* Start Input material *

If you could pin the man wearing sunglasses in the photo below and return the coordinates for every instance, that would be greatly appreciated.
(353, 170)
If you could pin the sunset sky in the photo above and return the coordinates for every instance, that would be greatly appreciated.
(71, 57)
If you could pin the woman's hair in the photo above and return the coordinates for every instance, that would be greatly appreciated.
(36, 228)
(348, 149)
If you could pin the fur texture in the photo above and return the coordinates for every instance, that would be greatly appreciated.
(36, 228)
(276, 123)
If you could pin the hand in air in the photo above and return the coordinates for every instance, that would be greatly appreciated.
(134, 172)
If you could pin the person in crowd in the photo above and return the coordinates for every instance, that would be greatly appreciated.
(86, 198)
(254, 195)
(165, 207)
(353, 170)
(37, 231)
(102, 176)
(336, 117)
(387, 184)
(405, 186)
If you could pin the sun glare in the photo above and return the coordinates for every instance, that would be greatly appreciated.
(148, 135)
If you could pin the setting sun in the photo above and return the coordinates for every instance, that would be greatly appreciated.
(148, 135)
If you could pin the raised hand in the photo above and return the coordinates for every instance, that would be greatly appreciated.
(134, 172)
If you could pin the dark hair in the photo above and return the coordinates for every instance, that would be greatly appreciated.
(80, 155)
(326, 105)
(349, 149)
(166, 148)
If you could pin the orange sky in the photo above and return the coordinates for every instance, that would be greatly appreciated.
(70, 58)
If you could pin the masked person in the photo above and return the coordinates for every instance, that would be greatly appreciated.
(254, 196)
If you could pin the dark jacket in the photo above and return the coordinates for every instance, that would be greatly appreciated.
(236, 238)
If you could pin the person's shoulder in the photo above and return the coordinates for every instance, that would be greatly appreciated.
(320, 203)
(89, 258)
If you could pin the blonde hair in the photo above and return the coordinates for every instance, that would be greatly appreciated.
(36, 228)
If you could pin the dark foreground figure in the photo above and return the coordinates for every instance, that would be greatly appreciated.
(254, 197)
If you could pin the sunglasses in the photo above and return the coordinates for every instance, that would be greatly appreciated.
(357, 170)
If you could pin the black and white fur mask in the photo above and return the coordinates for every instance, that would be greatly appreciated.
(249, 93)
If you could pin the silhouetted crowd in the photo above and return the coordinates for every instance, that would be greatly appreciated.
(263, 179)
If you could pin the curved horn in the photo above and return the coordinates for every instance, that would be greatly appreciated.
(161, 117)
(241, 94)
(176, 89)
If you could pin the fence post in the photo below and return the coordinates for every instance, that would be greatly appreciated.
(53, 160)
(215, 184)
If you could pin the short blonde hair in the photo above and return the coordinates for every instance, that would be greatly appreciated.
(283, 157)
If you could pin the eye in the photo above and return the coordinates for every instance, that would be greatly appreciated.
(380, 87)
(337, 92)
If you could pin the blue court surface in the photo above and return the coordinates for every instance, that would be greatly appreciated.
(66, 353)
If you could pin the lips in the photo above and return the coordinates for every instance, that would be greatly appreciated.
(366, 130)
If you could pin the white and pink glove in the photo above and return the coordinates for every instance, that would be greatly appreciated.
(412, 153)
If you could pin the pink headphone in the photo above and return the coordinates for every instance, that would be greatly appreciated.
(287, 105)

* End Input material *

#### Exercise brief:
Please rewrite the lines from the one containing "If you could pin the pink" through the end of the rows, swapping "headphone" for "headset" and leaving everything else unchanged.

#### Solved problem:
If you could pin the pink headset in the photo above and return the coordinates for every instance, that would be greatly appreciated.
(287, 105)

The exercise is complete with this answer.